───── Records for the task ─────

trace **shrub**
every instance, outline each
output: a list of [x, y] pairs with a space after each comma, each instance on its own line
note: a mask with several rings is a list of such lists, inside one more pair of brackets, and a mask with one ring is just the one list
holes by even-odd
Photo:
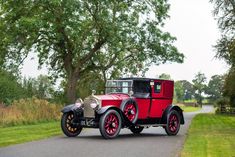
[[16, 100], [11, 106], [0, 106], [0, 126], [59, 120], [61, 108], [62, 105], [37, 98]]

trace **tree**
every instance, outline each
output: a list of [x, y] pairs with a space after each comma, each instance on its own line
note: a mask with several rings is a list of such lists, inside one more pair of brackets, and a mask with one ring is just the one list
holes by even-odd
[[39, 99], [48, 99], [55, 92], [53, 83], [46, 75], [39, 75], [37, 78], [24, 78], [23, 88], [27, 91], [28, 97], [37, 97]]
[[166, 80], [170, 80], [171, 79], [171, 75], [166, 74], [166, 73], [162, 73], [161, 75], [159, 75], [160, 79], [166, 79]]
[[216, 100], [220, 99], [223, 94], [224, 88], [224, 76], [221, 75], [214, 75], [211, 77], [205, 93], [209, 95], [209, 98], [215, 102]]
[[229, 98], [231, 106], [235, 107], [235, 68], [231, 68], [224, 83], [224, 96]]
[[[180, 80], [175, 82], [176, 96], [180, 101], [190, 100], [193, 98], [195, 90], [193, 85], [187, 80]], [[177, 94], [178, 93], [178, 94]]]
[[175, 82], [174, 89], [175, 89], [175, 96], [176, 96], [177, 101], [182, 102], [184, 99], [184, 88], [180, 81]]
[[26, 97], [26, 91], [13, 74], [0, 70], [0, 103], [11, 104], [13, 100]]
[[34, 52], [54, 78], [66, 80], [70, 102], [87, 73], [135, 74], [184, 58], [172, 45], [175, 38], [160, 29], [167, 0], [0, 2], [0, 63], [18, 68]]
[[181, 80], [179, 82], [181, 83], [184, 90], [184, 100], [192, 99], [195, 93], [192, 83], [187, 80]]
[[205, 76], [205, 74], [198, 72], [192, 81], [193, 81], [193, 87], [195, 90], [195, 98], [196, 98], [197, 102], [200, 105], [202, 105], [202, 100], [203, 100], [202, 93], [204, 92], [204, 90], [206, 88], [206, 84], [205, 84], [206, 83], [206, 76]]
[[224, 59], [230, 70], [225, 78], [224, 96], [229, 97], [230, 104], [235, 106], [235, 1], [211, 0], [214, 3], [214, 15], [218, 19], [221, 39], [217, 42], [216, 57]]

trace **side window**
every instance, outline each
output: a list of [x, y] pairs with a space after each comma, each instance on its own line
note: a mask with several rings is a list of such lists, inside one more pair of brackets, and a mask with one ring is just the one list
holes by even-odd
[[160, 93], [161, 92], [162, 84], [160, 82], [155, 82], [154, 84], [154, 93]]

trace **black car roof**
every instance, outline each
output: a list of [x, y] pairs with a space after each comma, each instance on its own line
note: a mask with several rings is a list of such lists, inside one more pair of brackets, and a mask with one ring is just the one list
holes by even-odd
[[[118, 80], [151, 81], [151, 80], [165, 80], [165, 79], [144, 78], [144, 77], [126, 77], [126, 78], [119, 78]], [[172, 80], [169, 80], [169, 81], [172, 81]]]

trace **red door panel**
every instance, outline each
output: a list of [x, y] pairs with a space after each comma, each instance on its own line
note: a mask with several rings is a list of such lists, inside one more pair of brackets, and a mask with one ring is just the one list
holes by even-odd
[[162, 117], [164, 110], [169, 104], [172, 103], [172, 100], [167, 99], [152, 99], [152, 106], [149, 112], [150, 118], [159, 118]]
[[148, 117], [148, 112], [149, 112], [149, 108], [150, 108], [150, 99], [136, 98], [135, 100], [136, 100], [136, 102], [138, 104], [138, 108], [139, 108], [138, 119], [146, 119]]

─────

● What this task involves
Render every line of the items above as a numbered list, leaving out blank lines and any pictures.

● Correct output
1. trace **shrub**
2. every instance, outline each
3. output: a list of [x, y] pairs with a space after each comma, each instance on its own line
4. note: a mask with several rings is a list of such lists, inside one more pair of brackets, and a mask with one ring is just the one list
5. holes by even-odd
6. Photo:
7. [[16, 100], [11, 106], [0, 106], [0, 126], [59, 120], [61, 108], [62, 105], [37, 98]]
8. trace **tree**
9. every instance, outline each
10. output: a list of [x, y] pairs with a space after each comma, each instance on its own line
11. note: a mask with several rings is a list of such lists, inside one more pair of brackets, and a mask with one ring is just the one list
12. holes by even-odd
13. [[39, 99], [48, 99], [55, 92], [53, 83], [46, 75], [39, 75], [37, 78], [24, 78], [23, 88], [27, 91], [28, 97], [37, 97]]
14. [[166, 80], [170, 80], [171, 79], [171, 75], [166, 74], [166, 73], [162, 73], [161, 75], [159, 75], [160, 79], [166, 79]]
15. [[216, 100], [220, 99], [223, 94], [224, 88], [224, 76], [221, 75], [214, 75], [211, 77], [205, 93], [209, 95], [209, 98], [215, 102]]
16. [[229, 98], [231, 106], [235, 107], [235, 68], [231, 68], [224, 83], [224, 96]]
17. [[[180, 80], [175, 82], [176, 96], [180, 101], [190, 100], [193, 98], [195, 90], [193, 85], [187, 80]], [[177, 94], [178, 93], [178, 94]]]
18. [[175, 82], [174, 89], [175, 89], [175, 96], [176, 96], [177, 101], [182, 102], [184, 99], [184, 88], [180, 81]]
19. [[26, 97], [26, 91], [13, 74], [0, 70], [0, 103], [11, 104], [13, 100]]
20. [[34, 52], [54, 78], [66, 80], [70, 102], [87, 73], [135, 74], [184, 58], [172, 45], [175, 38], [160, 29], [167, 0], [0, 2], [0, 63], [18, 68]]
21. [[181, 80], [179, 82], [181, 83], [184, 90], [184, 100], [192, 99], [195, 93], [192, 83], [187, 80]]
22. [[205, 76], [205, 74], [198, 72], [192, 81], [193, 81], [193, 87], [195, 90], [195, 98], [196, 98], [197, 102], [200, 105], [202, 105], [202, 100], [203, 100], [202, 93], [204, 92], [204, 90], [206, 88], [206, 84], [205, 84], [206, 83], [206, 76]]
23. [[224, 59], [230, 70], [225, 78], [224, 96], [229, 97], [230, 104], [235, 106], [235, 1], [211, 0], [214, 3], [214, 15], [218, 19], [221, 39], [217, 42], [216, 57]]
24. trace **side window**
25. every instance, outline each
26. output: a list of [x, y] pairs with a space after each comma, each instance on its own line
27. note: a mask with several rings is a list of such lists, inside one more pair of brackets, and a mask with one ring is just the one list
28. holes by even-odd
29. [[160, 93], [161, 92], [162, 84], [160, 82], [155, 82], [154, 84], [154, 93]]
30. trace **black car roof**
31. every instance, outline each
32. output: a list of [x, y] pairs with a space after each comma, each instance on its own line
33. note: a mask with several rings is a list of such lists, inside one more pair of brackets, and a mask with one ring is just the one list
34. holes by even-odd
35. [[[118, 80], [151, 81], [151, 80], [165, 80], [165, 79], [144, 78], [144, 77], [126, 77], [126, 78], [119, 78]], [[172, 80], [169, 80], [169, 81], [172, 81]]]
36. trace **red door panel**
37. every instance, outline each
38. output: a list of [x, y] pairs with a space after each comma, each instance on its own line
39. note: a mask with several rings is a list of such lists, inside one more pair of brackets, and a mask with one ring is just the one list
40. holes by even-odd
41. [[162, 117], [164, 110], [169, 104], [172, 103], [172, 100], [167, 99], [152, 99], [152, 106], [149, 112], [150, 118], [159, 118]]
42. [[148, 117], [148, 112], [149, 112], [149, 108], [150, 108], [150, 99], [136, 98], [135, 100], [136, 100], [136, 102], [138, 104], [138, 108], [139, 108], [138, 119], [146, 119]]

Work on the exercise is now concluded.